WHAT YOU ARE ASKED TO DO: Reproduce the material below with every occurrence of "outline_request" swapped for "contour_request", keeping everything else unchanged.
++++ INFORMATION SHOWN
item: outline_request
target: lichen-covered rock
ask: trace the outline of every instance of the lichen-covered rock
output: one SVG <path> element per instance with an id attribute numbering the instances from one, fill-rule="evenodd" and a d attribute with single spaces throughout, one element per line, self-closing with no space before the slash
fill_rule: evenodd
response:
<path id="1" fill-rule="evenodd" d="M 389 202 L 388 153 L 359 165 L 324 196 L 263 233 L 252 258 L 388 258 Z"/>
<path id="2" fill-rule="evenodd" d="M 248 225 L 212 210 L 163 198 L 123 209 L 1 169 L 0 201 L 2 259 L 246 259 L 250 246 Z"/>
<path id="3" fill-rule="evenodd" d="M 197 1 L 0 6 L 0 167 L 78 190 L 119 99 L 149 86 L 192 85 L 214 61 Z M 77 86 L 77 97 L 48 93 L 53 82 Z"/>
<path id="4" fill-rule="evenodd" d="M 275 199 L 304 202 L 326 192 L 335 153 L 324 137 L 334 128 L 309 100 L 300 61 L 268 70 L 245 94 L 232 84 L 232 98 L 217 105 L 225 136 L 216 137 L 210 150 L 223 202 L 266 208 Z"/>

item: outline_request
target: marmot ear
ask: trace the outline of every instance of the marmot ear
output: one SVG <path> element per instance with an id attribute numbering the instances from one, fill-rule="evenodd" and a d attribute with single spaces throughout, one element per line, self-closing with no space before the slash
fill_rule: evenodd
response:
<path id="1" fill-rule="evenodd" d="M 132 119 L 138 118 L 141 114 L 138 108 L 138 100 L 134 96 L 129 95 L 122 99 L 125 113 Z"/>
++++++++
ANSWER BELOW:
item: contour_request
target: lichen-covered rock
ask: trace the outline of every instance of the lichen-covered rock
output: one SVG <path> element per instance with an id attribute numbering the instances from one, fill-rule="evenodd" and a d attribute with single spaces throughout, one element per line, self-closing with no space before the slash
fill_rule: evenodd
response:
<path id="1" fill-rule="evenodd" d="M 389 202 L 388 153 L 359 165 L 324 196 L 263 233 L 252 258 L 388 258 Z"/>
<path id="2" fill-rule="evenodd" d="M 248 225 L 212 210 L 163 198 L 123 209 L 1 169 L 0 201 L 2 259 L 246 259 L 250 246 Z"/>
<path id="3" fill-rule="evenodd" d="M 197 1 L 0 6 L 0 167 L 78 190 L 119 99 L 149 86 L 192 85 L 214 61 Z M 77 86 L 77 97 L 48 93 L 53 82 Z"/>
<path id="4" fill-rule="evenodd" d="M 275 199 L 304 202 L 326 192 L 335 153 L 324 137 L 334 128 L 309 100 L 300 61 L 268 70 L 245 94 L 232 84 L 232 98 L 217 105 L 225 136 L 216 137 L 210 150 L 223 202 L 266 208 Z"/>

item: contour_request
target: marmot ear
ask: trace the outline of every instance of the marmot ear
output: one SVG <path> element per instance with an id attribute numbering the instances from one, fill-rule="evenodd" and a d attribute with single spaces throughout, one element per line, self-closing with no space before the slash
fill_rule: evenodd
response:
<path id="1" fill-rule="evenodd" d="M 132 119 L 138 118 L 141 114 L 138 108 L 138 100 L 134 96 L 129 95 L 122 99 L 125 113 Z"/>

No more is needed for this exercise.